• [Task requirements]
Write each line exactly, from the line that holds "Given the photo above, point to the valley" through the final line of the material, and no other line.

[Entries from a point annotation set]
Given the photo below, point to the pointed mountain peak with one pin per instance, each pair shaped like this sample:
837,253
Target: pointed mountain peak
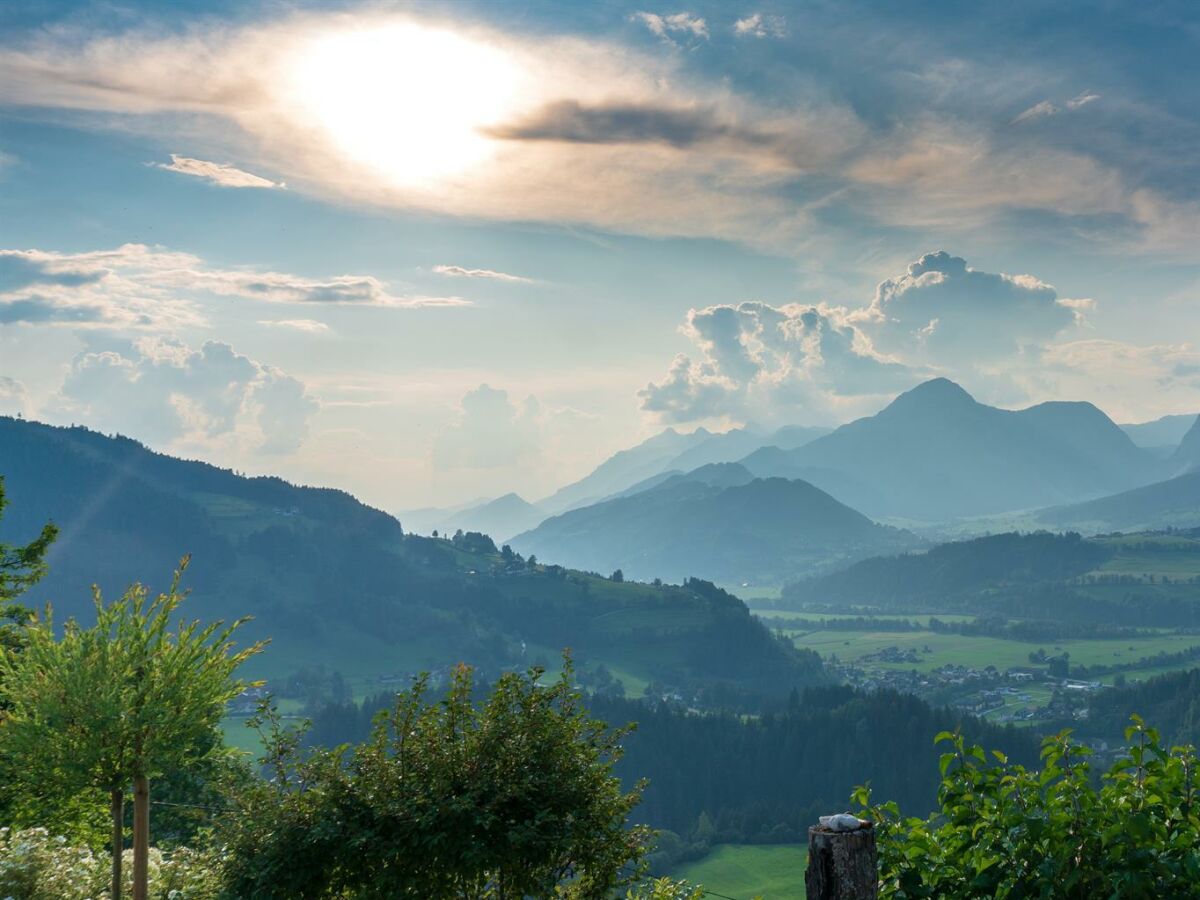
1188,451
936,390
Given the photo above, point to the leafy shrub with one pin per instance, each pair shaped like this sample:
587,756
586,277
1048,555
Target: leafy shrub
1007,832
35,865
514,797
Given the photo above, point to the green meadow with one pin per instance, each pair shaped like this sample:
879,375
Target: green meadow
979,652
742,871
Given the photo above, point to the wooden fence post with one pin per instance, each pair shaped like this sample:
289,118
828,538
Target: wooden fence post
843,864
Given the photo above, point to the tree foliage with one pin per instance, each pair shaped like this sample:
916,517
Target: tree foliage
510,798
137,695
1003,831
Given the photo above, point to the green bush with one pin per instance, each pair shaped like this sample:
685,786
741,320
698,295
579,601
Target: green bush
514,797
1057,832
35,865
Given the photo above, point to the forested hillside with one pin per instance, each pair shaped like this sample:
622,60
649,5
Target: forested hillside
1129,580
1170,701
731,779
333,581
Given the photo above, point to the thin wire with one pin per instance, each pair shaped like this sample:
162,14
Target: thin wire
193,805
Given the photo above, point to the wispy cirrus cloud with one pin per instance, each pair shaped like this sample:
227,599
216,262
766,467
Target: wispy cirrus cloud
460,271
310,327
217,173
678,23
142,287
760,25
1045,108
589,131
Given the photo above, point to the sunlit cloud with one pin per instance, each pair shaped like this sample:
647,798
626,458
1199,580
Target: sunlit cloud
165,391
759,25
141,287
216,172
396,111
459,271
310,327
677,23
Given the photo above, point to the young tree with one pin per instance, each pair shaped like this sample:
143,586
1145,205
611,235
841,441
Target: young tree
119,703
510,798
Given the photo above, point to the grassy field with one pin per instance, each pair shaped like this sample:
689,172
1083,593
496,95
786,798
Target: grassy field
742,871
979,652
921,618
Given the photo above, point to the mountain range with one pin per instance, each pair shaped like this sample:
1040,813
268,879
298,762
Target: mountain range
676,503
335,582
718,521
936,454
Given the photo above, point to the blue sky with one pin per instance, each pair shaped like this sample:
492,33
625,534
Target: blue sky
301,238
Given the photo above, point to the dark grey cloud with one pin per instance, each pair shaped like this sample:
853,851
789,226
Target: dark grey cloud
763,363
682,127
947,312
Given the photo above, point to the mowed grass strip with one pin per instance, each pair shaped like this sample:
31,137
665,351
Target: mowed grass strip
981,652
773,871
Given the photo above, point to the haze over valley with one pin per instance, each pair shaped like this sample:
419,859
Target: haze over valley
397,400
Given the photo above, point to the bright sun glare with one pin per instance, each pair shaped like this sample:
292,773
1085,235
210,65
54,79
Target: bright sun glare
409,101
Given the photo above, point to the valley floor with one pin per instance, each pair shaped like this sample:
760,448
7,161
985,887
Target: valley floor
742,871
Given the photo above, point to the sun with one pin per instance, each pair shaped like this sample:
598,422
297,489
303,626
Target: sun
409,101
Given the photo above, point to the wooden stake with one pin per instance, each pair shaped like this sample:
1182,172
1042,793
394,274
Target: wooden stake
841,864
141,838
118,798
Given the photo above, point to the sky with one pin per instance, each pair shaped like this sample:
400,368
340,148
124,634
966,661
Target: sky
433,252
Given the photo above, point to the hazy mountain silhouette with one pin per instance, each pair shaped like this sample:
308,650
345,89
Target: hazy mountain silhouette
501,519
1187,456
718,521
1171,503
337,583
625,468
936,454
670,453
1161,436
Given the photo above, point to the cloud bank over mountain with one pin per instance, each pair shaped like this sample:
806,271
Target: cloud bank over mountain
1006,336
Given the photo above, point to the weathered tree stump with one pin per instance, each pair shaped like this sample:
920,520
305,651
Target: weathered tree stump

• [Output for this task]
Given the photo above, point to the valley floor with one pin per instance, each pair shaped like this sample:
760,448
7,161
985,887
Target: valley floor
742,871
Given the photo above, point to the sun with one pin per instance, each pair shaped like this sample:
598,422
297,489
303,626
Target: sun
409,101
Given the photo above, point to the wooden stake with one pin per instance, each pair shaped like this sample:
1182,172
1042,793
394,274
Target: wooden stake
841,864
141,838
118,798
Given the photo above, point to the sky with one pin per instance, each pair shaped like this sample:
400,368
340,148
124,634
966,661
Target: sky
433,252
Given the photo above, point to the hazy mountain silhouette with one pin per instance, each pair shaped like this sample:
308,650
345,89
Target: hazy mountain silhouette
501,519
1187,456
718,521
1171,503
337,583
625,468
936,454
670,453
1161,436
Given the photo above, point to the cloud bank over mountain with one pin per instance, each pair shaped like this sample:
806,271
Target: cloud bank over mountain
1006,336
Given the photo above, point to the weathered tree stump with one pin per instance, each pair shaped like this sample:
920,520
305,651
Target: weathered tree stump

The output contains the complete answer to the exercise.